Aquaculture Department at the Alma Bryant High School in Mobile AL
During the recent Southern SAWG conference, we took a field trip to visit the Alma Bryant High School. Combining science and technology, the Aquaculture Department teaches practical skills in math, science and chemistry. Working with commercially important species, the school operates a Cobia hatchery along with growing Redclaw Crawfish (texture of crawfish, taste of lobster!). The Redclaw is “cheap to feed, easy to haul and process and easy to sell” and they reproduce all year long. The school currently has about 123 females with about 24,000 babies.
"This is an Australian red claw crawfish, in each one of these cages here we have 25 females and 5 males," says Alma Bryant Aquaculture Teacher Julian Stewart. “Students here are already living in a coastal seafood/agricultural community. So, it benefits them to learn about a bona fide aquaculture operation and gain hands on experience in local work.”
photos by Pam Kingfisher
The Aquaculture Department learned a lot from Katrina – “Katrina made us more sustainable. We noticed that the fish in the ponds lived, but everything in the tanks died”. When they rebuilt the system was changed to above ground lined tanks with all the utilities buried underground and moved the whole operation into greenhouses.

------------------------------------

Required action:
According to the aquaculture program text, how many females and males are kept in each cage of Australian red claw crawfish? The data that comes next is from a different source.

Data supplied:
------------------------------------

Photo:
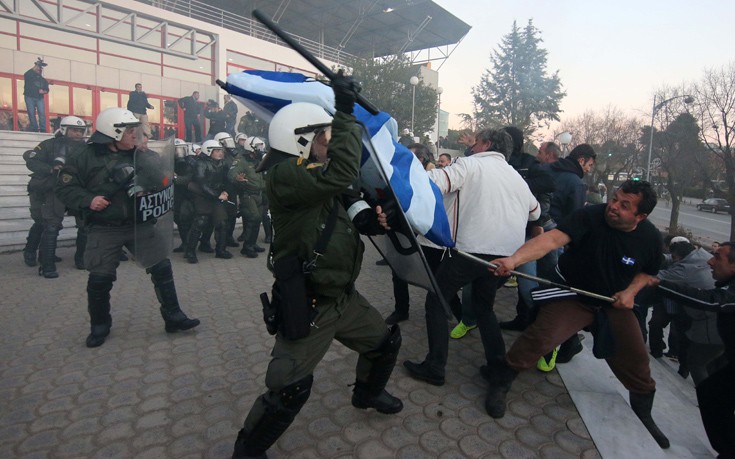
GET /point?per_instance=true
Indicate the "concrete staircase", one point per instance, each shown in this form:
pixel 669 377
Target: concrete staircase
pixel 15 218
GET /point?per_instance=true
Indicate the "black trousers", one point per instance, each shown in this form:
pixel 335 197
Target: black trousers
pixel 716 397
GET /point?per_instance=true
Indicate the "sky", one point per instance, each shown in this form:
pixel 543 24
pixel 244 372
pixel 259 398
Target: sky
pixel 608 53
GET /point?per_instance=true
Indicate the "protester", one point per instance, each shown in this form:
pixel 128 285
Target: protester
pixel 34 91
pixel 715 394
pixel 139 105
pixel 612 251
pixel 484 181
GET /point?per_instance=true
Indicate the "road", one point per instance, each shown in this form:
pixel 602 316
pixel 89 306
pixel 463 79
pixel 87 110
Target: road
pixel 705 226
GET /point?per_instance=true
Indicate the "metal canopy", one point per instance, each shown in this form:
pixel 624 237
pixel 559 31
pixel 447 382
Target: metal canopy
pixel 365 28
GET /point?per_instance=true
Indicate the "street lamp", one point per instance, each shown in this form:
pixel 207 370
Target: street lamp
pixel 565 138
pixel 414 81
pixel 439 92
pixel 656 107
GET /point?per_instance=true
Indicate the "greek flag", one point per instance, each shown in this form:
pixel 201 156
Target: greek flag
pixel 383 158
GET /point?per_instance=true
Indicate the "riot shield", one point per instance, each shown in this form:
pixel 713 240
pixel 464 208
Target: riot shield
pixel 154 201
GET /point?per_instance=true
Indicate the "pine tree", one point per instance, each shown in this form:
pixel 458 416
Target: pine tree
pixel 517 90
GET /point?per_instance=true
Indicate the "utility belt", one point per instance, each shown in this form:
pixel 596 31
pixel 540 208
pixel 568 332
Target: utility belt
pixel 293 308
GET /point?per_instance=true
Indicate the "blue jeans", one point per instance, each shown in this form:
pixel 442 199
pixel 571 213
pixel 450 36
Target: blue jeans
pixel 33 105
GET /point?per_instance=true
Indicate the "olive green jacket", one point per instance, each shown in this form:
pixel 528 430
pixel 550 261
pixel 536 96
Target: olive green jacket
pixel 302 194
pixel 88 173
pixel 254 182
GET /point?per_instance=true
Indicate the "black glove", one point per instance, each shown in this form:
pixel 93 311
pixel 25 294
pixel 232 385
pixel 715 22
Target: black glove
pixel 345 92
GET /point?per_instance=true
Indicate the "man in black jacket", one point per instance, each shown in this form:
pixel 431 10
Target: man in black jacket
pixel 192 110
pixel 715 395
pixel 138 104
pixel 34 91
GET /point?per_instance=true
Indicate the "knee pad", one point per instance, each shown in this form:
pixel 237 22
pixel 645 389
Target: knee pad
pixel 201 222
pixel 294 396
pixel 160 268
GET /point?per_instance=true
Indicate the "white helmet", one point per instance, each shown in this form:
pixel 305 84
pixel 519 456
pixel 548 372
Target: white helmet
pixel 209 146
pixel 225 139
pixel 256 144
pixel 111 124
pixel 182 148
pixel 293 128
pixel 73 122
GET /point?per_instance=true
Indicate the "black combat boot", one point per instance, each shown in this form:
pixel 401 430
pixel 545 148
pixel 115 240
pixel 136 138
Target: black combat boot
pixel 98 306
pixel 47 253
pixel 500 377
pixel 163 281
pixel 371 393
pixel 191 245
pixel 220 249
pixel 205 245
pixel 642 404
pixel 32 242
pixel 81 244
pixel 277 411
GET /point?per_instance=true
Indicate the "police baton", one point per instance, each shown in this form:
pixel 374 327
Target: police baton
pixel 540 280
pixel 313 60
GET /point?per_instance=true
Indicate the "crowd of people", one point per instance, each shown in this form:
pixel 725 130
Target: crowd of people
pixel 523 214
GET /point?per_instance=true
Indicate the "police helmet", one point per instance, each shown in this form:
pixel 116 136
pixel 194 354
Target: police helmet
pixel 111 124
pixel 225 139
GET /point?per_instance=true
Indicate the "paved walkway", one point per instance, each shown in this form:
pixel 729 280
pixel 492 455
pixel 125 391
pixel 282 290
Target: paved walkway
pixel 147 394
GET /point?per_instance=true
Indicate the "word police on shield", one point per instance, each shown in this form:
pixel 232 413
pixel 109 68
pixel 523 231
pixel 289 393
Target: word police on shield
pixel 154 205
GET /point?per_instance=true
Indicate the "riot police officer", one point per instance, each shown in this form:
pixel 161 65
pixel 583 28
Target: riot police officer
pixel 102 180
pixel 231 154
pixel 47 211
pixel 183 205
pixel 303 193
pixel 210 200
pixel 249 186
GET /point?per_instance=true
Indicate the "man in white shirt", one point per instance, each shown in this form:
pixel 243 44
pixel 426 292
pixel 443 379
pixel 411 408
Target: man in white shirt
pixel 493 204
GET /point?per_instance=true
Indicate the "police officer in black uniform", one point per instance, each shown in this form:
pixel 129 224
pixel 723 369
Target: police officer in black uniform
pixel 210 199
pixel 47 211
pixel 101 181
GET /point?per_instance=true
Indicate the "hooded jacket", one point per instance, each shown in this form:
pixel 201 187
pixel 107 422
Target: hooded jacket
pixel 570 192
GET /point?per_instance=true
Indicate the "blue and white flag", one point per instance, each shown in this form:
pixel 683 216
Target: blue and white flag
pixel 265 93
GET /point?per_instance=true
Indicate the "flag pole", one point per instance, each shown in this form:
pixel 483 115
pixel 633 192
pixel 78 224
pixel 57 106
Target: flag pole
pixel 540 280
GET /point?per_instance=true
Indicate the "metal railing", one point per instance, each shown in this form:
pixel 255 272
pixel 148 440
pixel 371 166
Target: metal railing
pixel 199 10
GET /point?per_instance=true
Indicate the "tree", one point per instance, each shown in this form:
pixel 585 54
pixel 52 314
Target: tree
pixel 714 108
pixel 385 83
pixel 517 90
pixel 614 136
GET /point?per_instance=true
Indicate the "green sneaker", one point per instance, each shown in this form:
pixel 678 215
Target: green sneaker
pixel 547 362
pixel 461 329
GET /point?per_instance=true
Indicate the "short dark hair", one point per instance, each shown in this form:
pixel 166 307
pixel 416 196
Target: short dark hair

------------------------------------

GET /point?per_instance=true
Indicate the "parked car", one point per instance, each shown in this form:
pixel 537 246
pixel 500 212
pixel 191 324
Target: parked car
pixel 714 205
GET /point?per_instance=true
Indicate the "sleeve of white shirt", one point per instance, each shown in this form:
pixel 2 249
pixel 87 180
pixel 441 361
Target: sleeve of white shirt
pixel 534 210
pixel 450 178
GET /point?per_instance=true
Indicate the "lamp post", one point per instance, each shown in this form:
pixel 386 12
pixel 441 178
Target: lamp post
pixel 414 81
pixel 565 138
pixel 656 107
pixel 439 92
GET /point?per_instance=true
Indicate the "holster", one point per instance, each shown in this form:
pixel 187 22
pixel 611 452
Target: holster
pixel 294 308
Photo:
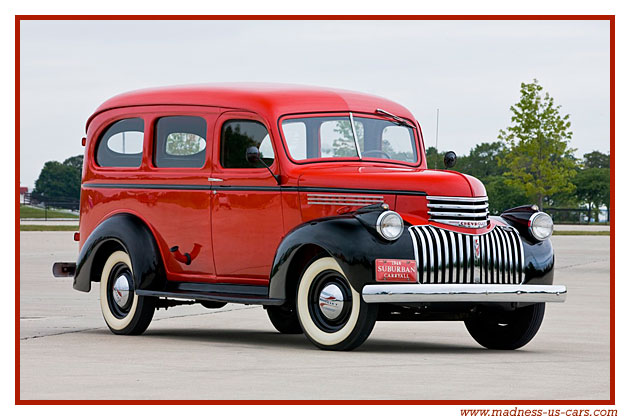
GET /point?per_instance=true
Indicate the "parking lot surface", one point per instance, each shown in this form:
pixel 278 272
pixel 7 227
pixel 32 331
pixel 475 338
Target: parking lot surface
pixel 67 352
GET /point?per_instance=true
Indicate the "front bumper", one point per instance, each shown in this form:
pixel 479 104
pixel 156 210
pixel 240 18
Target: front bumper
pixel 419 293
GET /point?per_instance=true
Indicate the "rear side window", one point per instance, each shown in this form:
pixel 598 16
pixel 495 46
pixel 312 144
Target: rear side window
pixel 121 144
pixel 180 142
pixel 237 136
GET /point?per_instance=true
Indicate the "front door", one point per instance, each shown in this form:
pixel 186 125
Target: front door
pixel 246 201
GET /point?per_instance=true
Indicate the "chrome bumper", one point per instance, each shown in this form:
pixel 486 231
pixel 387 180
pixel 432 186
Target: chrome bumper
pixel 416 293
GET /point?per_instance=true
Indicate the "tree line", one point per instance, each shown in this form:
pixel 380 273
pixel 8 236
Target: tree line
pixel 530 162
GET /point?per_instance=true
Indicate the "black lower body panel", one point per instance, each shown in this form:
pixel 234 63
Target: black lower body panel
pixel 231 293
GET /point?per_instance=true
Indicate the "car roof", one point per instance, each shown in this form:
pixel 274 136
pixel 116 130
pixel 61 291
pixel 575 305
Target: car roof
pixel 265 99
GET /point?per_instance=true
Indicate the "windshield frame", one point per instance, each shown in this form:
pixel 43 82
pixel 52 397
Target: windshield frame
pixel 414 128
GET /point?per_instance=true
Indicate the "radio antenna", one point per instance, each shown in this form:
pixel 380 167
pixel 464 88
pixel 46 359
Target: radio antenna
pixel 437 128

------------------------------------

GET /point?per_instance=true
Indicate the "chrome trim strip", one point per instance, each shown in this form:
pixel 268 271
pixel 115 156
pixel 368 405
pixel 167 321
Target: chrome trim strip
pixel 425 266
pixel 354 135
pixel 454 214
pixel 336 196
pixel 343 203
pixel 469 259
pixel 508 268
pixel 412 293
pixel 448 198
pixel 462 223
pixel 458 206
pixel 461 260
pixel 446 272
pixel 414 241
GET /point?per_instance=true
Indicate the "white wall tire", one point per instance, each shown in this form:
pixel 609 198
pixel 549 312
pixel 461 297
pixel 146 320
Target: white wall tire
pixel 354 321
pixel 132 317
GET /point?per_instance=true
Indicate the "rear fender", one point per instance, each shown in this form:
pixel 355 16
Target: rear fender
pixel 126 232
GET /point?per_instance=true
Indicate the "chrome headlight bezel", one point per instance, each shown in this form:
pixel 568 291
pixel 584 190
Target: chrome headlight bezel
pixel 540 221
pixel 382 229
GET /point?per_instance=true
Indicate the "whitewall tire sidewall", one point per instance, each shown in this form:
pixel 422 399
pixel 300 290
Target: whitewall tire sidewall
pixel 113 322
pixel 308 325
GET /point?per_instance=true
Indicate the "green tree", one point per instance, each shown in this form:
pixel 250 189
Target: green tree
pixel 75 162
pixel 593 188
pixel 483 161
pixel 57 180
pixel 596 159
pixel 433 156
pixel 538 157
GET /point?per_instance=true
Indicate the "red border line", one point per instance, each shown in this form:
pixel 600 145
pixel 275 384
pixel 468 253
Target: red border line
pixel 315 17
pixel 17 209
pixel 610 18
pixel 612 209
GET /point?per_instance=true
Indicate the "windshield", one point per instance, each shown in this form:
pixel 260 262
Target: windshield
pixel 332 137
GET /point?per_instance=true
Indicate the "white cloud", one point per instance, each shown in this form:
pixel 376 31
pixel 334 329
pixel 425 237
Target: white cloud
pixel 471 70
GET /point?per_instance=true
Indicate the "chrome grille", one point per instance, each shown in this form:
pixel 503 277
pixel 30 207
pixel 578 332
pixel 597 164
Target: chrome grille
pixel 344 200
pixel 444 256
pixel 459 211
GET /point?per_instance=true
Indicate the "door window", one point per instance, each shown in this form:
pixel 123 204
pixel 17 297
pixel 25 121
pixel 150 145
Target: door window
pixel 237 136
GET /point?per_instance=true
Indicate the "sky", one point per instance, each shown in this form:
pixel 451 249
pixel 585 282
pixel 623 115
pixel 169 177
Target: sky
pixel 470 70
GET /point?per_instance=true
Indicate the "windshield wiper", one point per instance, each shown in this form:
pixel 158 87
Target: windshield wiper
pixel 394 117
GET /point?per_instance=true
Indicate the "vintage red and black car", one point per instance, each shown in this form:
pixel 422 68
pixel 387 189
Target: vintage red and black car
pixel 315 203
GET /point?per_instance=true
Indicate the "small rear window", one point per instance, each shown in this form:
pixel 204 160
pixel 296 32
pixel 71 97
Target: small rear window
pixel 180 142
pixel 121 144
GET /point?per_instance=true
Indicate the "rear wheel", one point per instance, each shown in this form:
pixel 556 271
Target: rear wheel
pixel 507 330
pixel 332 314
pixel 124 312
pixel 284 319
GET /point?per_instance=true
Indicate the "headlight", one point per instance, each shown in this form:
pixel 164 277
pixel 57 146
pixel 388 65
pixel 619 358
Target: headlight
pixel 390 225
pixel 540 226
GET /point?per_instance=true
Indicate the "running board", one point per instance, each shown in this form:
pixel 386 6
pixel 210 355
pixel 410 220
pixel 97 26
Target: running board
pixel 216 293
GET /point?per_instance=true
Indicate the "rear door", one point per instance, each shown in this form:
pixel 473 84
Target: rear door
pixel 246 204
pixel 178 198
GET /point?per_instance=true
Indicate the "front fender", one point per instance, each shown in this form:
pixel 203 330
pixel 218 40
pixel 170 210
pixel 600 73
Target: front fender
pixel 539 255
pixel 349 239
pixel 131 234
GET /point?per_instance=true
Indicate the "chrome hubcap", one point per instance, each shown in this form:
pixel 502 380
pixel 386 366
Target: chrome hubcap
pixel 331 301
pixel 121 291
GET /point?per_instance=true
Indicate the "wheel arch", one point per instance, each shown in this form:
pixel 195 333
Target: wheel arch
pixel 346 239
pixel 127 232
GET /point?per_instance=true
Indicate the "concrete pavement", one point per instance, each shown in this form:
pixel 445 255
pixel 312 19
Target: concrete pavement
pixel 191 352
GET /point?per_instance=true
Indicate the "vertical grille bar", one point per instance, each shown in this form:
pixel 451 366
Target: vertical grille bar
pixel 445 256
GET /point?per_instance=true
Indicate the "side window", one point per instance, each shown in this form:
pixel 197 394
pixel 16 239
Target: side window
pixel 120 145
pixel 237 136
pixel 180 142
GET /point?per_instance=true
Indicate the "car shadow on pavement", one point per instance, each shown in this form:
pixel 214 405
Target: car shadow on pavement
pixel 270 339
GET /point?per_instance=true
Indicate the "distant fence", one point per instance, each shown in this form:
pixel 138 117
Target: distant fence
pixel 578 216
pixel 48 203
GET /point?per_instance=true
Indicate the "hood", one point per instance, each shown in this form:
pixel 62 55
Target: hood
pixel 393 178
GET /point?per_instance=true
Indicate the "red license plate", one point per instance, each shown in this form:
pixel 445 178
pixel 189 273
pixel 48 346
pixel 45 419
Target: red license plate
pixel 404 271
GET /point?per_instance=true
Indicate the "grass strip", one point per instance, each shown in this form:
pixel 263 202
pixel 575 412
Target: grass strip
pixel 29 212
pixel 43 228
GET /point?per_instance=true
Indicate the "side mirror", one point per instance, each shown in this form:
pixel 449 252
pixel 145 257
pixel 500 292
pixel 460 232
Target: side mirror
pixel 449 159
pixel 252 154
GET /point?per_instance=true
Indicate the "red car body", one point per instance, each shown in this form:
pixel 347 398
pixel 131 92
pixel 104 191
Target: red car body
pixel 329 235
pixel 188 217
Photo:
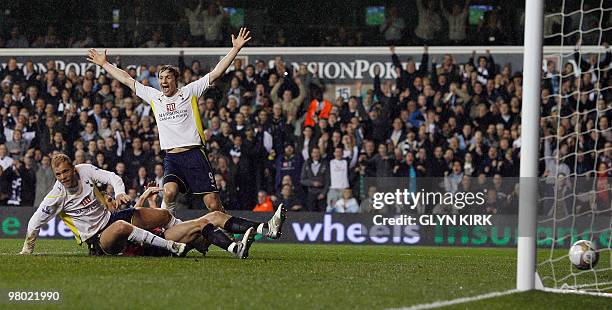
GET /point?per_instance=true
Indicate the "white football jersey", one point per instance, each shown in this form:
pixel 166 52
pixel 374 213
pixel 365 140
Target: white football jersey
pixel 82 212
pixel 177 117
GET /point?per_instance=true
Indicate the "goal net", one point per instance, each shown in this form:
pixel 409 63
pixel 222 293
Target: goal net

------------------------------------

Exercise response:
Each cage holds 25 females and 5 males.